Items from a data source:
┄┄┄┄┄┄┄┄┄┄
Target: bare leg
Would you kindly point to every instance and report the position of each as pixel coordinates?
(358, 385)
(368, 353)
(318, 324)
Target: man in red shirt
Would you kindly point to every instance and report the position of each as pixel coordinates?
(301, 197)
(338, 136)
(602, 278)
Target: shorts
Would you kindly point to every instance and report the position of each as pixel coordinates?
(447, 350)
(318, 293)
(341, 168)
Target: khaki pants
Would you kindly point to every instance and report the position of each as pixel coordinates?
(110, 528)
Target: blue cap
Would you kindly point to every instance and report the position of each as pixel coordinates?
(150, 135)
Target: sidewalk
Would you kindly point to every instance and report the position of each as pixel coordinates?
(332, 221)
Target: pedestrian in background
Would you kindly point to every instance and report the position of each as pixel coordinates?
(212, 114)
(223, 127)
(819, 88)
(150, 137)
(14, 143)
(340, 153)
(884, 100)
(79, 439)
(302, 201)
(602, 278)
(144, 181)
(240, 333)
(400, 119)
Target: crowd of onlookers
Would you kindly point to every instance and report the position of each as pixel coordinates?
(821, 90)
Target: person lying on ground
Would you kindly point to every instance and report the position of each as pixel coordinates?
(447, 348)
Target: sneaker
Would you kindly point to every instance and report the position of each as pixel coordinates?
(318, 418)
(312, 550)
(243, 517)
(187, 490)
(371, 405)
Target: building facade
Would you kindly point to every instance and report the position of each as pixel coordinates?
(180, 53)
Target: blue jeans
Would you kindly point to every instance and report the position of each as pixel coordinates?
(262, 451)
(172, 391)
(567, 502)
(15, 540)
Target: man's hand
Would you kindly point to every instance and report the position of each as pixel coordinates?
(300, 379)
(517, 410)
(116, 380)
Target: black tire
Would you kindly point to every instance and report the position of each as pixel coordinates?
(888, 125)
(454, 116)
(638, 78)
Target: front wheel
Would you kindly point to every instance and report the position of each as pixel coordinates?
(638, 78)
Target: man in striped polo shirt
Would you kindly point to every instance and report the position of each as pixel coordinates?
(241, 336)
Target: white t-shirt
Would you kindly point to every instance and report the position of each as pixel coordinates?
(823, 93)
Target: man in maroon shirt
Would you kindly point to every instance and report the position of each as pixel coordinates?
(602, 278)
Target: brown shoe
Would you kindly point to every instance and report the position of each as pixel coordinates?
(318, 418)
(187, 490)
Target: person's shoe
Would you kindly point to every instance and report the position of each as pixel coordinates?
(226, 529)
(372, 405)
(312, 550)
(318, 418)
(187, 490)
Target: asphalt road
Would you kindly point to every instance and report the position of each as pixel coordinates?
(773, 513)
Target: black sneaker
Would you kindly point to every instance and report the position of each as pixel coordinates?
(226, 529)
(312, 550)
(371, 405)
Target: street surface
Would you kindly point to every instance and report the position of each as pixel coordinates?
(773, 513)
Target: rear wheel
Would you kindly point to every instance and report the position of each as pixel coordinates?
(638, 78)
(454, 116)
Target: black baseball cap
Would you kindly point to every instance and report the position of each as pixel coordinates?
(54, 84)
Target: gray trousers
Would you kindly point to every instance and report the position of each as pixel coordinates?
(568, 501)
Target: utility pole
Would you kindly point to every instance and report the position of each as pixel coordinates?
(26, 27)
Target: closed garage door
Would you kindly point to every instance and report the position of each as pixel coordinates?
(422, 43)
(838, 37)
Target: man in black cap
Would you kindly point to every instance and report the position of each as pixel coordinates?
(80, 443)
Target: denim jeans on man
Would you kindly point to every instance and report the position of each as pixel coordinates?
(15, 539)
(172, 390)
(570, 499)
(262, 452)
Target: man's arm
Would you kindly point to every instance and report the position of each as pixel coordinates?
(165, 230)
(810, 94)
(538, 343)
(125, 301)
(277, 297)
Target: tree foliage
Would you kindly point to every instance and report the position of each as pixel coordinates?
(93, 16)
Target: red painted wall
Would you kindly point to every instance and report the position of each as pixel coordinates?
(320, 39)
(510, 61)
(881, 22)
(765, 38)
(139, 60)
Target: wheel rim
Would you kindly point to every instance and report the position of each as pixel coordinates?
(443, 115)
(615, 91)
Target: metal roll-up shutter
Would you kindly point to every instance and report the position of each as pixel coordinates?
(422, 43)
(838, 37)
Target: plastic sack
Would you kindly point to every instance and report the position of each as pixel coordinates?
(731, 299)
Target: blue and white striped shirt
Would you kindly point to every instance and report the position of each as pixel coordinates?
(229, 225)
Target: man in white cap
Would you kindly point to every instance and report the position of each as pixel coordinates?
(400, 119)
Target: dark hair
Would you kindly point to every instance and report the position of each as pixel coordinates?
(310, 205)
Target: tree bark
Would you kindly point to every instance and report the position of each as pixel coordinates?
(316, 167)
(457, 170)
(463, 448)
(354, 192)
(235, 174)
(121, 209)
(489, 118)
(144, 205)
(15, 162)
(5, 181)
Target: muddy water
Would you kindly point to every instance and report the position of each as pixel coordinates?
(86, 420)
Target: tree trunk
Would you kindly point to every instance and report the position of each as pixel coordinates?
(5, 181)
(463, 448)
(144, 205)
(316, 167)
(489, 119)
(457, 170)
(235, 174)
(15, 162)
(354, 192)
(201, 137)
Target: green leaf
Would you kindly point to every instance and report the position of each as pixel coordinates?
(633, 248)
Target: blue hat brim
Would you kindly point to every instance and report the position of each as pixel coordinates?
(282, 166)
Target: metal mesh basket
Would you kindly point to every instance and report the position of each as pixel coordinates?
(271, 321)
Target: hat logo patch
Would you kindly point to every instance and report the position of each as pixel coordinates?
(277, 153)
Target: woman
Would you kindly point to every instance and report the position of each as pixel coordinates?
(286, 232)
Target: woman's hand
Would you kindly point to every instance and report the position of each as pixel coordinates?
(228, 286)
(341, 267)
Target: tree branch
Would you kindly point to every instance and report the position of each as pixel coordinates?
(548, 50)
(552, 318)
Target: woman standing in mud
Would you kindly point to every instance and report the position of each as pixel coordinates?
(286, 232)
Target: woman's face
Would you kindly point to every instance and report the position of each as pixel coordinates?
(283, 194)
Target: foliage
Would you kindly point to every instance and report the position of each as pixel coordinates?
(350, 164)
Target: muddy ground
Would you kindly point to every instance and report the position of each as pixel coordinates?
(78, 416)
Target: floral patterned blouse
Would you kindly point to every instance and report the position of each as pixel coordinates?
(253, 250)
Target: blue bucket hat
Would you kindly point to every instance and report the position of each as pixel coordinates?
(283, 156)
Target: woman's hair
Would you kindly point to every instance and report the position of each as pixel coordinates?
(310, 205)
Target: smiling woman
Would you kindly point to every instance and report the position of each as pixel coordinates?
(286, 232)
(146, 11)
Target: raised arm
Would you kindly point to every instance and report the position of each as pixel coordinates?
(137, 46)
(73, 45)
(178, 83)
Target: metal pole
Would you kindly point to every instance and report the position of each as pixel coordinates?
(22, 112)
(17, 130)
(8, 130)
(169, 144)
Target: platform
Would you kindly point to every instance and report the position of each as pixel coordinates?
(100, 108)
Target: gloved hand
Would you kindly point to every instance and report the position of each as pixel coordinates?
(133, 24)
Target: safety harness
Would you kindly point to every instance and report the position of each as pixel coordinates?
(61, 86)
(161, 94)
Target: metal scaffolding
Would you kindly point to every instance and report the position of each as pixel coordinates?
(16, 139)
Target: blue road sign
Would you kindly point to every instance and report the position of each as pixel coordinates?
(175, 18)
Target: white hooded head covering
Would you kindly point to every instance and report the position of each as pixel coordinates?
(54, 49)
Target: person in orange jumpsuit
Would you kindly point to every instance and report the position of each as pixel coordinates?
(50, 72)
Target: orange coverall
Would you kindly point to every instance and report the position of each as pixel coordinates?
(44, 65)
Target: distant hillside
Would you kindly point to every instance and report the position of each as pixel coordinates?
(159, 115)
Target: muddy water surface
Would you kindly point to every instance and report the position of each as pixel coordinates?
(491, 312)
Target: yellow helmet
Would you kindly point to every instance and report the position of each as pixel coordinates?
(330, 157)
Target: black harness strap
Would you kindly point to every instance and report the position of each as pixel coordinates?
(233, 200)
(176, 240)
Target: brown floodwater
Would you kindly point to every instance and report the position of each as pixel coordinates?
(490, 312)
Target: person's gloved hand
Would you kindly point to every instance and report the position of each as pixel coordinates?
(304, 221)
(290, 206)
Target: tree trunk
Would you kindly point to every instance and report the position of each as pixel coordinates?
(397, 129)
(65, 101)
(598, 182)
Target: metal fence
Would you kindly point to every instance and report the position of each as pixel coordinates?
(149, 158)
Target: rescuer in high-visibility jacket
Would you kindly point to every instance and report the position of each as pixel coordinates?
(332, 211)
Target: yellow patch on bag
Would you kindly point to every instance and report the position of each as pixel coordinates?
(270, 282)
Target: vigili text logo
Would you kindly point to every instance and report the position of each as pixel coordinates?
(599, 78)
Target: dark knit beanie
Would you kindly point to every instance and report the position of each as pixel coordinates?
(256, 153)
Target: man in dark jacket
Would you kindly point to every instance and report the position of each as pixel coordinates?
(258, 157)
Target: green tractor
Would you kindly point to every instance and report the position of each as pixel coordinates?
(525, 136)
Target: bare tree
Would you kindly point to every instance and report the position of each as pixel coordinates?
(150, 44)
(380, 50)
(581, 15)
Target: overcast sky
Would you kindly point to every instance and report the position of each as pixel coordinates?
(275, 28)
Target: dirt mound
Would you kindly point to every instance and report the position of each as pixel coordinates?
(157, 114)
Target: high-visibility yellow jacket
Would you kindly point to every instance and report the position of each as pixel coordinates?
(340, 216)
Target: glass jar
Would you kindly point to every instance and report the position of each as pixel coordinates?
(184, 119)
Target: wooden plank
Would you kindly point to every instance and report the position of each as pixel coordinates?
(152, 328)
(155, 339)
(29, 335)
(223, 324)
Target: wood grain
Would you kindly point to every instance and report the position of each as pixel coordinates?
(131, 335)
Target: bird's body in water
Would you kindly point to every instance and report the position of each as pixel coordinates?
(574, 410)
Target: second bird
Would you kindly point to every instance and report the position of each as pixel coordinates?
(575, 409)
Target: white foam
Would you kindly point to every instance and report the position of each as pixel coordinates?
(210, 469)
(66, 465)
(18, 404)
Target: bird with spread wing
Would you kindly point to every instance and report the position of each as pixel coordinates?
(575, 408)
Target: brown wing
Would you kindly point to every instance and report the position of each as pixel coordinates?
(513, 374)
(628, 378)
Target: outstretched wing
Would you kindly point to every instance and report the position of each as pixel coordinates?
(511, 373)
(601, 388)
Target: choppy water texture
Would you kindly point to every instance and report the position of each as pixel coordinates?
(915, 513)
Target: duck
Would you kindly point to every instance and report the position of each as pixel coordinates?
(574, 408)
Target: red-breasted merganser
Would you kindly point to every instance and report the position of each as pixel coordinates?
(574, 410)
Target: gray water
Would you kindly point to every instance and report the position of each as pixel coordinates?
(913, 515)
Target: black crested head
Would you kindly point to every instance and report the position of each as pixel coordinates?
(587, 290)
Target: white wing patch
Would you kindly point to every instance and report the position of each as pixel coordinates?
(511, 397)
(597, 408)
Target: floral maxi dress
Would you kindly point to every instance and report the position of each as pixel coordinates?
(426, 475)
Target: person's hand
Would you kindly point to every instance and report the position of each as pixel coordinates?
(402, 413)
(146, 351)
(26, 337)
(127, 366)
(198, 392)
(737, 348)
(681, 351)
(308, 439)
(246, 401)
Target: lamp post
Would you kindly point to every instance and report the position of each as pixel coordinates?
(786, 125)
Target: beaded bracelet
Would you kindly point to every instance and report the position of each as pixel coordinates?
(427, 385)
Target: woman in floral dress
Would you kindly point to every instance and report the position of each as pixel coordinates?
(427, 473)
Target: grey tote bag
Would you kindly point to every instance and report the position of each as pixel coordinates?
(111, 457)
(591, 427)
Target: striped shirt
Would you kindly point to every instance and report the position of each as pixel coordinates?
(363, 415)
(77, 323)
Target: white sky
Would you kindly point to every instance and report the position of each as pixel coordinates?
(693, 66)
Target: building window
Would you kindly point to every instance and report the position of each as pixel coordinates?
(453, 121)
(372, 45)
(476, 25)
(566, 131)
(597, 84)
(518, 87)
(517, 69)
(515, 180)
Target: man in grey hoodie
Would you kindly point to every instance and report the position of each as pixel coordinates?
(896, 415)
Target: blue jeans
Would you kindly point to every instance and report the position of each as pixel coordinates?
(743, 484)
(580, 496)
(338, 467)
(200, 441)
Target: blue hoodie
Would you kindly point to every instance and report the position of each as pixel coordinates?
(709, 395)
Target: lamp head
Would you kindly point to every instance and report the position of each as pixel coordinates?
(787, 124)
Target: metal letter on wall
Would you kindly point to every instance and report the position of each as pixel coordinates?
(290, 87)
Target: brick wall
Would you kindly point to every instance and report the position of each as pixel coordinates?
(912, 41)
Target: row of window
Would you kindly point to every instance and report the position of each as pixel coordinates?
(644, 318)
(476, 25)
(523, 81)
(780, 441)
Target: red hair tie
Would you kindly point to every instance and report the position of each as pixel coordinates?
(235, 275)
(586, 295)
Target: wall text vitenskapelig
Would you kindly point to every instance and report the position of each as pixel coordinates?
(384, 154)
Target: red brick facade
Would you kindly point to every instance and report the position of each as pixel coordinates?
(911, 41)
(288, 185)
┄┄┄┄┄┄┄┄┄┄
◆ **Requirement**
Taking the line with "Target: orange coverall" as the first and the line with "Target: vigili text logo" as the last, retype that stretch of the data above exactly, with no other lines.

◆ **Exercise output**
Target: orange coverall
Would you kindly point to every instance and report the position of each as pixel coordinates?
(44, 65)
Target: distant hillside
Would you kindly point to every instance and report the position of each as pixel coordinates?
(159, 115)
Target: muddy water surface
Would you kindly point to every instance and report the position of each as pixel coordinates?
(491, 312)
Target: yellow helmet
Would you kindly point to every instance and report the position of each as pixel coordinates?
(330, 157)
Target: black harness strap
Would you kindly point to every instance and report the position of each as pixel coordinates?
(233, 200)
(176, 240)
Target: brown floodwater
Would you kindly point to every instance and report the position of each as pixel coordinates?
(490, 312)
Target: person's gloved hand
Would you kindly point to every instance and report the position of each as pixel coordinates?
(304, 221)
(290, 206)
Target: tree trunk
Would you kindly point to every instance and report the position of each as pixel coordinates?
(397, 129)
(65, 101)
(598, 182)
Target: metal fence
Would you kindly point to every instance and report the position of each as pixel coordinates?
(149, 158)
Target: rescuer in high-visibility jacket
Would you kindly point to every instance and report the position of each as pixel coordinates?
(332, 211)
Target: yellow patch on bag
Would you kindly point to every instance and report the position of each as pixel coordinates?
(270, 282)
Target: vigili text logo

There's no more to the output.